EXTRACTED TEXT:
──────────

A Note on Chronology
The chronology of events is confused.
As the song begins, dawn is approaching. The last ship sails away from the island while the moon fades in the sky. The morning light breaks and a yellow fog lifts. Shortly after dawn, while the light breaks, the Greek requests a pen and a rope.
Then there is a lightning strike that causes a power cut [third verse]. Since the loss of artificial light plunges everything into darkness it must already be night again, an entire day having passed.
But then the sun goes down [fourth verse], so it is night once more, suggesting that we have now reached the end of a second day. Only after this sunset does the Greek finally commit suicide.
Afterwards, the volcano erupts, sending lava flowing down the mountain.
It is unclear over what duration these events are supposed to unfold. Maybe it is a single day and having the lightning create darkness while it is still daylight can be attributed to poetic license.
As the island slowly sinks into the sea, (apparently caused by an earthquake) the floor of the hotel caves in and the basement boiler explodes. A fire continues burning and smoke drifts away.
Ultimately, the island has disappeared. Nothing is left apart from a few items of human apparel.
When the commentator reacts to the disaster in the final verse, enough time has elapsed for others to have learned of the island’s disappearance, and for that news to have been relayed to the far distant United States.
Themes
The seven verses, each with twelve lines, follow a consistent rhyme scheme:
A-B-C-C-B-D-E-F-E-G-G-G
The final rhyme – G – is identical through all seven verses. Each verse ends with the repetition of ‘Black Diamond Bay’.
Each pair of opening lines contains an internal rhyme. In sequence these are: ‘veranda/ and a’; ‘breaks open/rope and’; ‘the fan/tiny man’; ‘laugh/aftermath’; ‘quick/kicked’; ‘sank/bank’; and ‘night/Cronkite’.
The disaster is apocalyptic, ultimately causing the complete disappearance of an island into the sea and, by inference, the death of all its inhabitants. It is almost as if they had never existed, except that two pieces of evidence survive – a hat and a pair of shoes. The wider world barely notices their departure.

──────────

EXERCISE GOAL: Copy everything in the passage on "Black Diamond Bay" from "The disaster is" down to "notices their departure.".

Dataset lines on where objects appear

──────────

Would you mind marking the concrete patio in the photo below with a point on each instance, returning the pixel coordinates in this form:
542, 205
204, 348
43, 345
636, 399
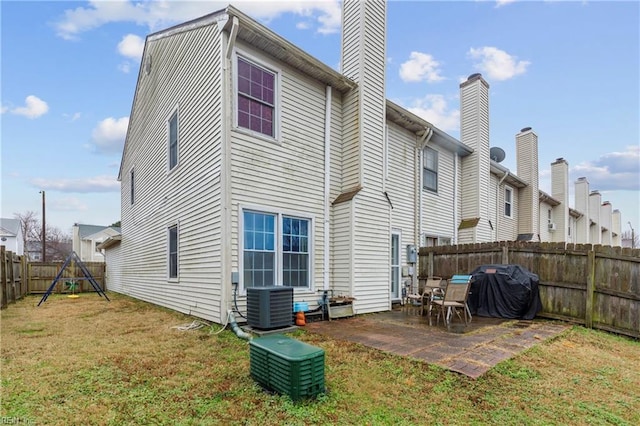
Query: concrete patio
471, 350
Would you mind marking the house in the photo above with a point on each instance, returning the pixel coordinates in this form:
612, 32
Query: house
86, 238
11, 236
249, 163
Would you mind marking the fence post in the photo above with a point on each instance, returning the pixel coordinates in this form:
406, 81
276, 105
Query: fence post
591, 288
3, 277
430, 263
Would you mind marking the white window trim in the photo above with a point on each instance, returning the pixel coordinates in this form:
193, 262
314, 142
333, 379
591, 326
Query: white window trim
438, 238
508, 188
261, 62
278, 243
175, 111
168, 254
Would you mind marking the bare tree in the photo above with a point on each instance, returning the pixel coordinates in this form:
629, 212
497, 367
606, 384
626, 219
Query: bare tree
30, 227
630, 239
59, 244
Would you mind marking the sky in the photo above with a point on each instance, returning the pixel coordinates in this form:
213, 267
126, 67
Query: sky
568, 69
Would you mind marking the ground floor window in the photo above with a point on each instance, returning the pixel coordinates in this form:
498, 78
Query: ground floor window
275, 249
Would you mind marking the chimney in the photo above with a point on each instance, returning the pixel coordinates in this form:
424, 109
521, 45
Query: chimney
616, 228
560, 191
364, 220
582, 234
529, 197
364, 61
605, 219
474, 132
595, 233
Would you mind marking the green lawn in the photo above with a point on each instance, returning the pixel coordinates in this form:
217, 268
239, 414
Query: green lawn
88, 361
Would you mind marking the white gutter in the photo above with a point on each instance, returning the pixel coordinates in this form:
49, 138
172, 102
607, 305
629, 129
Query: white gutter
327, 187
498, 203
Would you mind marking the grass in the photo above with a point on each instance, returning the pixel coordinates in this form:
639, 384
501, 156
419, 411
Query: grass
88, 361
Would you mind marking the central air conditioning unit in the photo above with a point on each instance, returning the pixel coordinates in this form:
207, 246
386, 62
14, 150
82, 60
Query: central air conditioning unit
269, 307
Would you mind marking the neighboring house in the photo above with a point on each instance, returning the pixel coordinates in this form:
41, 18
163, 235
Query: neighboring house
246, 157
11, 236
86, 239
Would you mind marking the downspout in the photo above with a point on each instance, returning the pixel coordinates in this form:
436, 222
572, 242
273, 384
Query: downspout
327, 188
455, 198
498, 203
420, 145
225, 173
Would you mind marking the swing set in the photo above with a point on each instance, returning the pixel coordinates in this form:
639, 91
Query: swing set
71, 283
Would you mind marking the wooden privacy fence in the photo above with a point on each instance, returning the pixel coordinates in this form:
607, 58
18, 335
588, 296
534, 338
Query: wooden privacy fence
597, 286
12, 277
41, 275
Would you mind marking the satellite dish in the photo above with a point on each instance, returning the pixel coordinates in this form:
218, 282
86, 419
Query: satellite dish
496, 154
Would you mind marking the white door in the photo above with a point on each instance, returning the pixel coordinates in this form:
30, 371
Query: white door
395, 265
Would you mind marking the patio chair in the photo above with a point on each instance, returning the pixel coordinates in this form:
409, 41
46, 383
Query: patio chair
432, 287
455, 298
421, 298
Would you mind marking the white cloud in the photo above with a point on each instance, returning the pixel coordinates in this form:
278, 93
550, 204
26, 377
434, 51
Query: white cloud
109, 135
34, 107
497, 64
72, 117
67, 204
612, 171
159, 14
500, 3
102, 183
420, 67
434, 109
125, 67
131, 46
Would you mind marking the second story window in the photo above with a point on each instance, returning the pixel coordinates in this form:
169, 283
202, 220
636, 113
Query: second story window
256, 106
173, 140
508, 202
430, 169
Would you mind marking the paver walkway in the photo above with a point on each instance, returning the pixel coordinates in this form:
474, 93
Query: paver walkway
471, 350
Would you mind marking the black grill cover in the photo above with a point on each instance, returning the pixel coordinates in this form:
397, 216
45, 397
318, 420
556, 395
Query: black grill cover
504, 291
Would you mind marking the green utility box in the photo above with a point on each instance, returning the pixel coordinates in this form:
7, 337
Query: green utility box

──────────

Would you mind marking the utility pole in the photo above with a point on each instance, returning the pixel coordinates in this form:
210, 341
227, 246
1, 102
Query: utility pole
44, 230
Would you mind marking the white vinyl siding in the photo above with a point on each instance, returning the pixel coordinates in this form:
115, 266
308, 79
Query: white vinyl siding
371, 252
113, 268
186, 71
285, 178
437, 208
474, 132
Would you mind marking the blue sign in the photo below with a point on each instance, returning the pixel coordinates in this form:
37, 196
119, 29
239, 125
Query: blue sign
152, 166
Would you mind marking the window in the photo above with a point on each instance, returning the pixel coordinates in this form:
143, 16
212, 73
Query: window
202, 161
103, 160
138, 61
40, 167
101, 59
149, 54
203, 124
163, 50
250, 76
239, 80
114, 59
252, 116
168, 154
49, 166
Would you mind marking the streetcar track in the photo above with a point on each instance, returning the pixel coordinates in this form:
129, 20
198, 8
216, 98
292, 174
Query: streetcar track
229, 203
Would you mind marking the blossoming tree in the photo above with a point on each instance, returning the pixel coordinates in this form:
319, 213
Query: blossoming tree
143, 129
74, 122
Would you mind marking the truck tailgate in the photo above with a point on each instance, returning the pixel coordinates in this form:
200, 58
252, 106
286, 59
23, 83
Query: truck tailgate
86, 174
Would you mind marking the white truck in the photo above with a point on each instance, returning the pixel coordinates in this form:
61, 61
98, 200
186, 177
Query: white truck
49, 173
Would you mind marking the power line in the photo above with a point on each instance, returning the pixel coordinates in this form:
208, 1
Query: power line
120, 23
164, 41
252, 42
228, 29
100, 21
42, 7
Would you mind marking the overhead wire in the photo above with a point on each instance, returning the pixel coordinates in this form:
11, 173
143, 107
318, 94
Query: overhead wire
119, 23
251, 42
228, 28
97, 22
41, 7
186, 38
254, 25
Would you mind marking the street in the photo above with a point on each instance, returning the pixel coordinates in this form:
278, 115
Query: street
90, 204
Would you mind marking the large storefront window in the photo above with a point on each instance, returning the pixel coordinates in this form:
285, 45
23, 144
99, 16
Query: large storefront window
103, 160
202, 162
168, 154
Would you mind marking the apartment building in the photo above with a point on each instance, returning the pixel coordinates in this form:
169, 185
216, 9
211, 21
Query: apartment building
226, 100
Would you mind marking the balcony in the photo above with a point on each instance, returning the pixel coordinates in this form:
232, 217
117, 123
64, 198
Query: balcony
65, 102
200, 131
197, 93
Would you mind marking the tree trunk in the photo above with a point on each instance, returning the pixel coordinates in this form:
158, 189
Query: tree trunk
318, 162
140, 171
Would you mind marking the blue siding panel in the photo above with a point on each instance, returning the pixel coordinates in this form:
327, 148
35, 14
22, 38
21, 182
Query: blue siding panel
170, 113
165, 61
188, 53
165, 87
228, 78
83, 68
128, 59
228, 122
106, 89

──────────

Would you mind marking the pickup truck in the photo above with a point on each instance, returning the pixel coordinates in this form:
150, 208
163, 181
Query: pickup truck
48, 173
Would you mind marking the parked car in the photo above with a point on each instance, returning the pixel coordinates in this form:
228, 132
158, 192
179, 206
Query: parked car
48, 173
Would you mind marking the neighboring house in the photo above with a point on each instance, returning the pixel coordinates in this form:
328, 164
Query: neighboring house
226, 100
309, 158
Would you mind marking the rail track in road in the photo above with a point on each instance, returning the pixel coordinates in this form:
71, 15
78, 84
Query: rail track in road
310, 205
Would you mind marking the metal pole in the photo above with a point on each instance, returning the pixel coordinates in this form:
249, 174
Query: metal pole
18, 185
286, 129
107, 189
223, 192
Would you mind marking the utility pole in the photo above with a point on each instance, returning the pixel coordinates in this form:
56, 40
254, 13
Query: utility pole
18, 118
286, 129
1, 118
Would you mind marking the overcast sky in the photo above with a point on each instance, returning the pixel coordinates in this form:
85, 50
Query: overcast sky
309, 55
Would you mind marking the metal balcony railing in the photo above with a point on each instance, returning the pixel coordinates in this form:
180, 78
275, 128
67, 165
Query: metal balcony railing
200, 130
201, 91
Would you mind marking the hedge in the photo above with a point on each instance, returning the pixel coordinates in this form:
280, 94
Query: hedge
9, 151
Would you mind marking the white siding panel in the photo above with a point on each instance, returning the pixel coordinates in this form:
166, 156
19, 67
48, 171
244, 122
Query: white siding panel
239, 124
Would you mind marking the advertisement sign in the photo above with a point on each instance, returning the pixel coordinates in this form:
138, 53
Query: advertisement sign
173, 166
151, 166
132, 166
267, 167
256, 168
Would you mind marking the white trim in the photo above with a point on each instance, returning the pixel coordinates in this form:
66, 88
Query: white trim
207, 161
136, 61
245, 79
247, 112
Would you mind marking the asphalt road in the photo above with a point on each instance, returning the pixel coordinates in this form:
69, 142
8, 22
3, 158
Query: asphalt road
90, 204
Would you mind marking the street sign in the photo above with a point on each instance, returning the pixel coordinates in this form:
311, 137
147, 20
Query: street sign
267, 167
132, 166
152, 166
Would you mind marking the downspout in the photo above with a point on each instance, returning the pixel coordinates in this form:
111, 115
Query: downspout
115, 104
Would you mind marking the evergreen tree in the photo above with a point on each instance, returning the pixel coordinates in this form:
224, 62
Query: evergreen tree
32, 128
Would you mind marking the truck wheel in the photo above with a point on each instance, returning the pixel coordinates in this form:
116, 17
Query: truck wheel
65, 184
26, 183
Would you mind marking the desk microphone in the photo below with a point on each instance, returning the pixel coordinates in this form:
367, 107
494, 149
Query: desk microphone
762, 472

──────────

REPLY:
The disaster is apocalyptic, ultimately causing the complete disappearance of an island into the sea and, by inference, the death of all its inhabitants. It is almost as if they had never existed, except that two pieces of evidence survive – a hat and a pair of shoes. The wider world barely notices their departure.